- WHAT THIS TASK INVOLVES: Identify each line in the records below that contains the word "ponytail", and copy it.

PROVIDED MATERIAL Block Start

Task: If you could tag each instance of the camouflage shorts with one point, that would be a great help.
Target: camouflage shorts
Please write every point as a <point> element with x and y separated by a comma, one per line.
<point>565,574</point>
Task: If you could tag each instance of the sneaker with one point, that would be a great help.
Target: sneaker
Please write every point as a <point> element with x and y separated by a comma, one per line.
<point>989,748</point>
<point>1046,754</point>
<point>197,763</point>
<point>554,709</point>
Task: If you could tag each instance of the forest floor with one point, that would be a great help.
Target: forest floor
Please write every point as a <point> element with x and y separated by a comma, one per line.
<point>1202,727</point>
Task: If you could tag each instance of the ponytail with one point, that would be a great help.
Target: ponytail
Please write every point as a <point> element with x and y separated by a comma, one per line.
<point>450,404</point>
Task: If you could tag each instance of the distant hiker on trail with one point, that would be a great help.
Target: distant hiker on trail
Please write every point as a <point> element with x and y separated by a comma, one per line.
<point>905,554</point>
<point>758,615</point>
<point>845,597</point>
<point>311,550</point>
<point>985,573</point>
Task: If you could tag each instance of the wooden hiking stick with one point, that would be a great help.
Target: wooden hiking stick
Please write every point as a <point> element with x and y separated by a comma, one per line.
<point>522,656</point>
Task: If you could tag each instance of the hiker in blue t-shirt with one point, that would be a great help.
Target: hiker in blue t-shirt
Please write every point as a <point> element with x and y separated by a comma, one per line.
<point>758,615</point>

PROVIDED MATERIAL Block End

- ANSWER BOX:
Task: If you could tag each instance of the ponytail with one point, that would be a great help.
Target: ponytail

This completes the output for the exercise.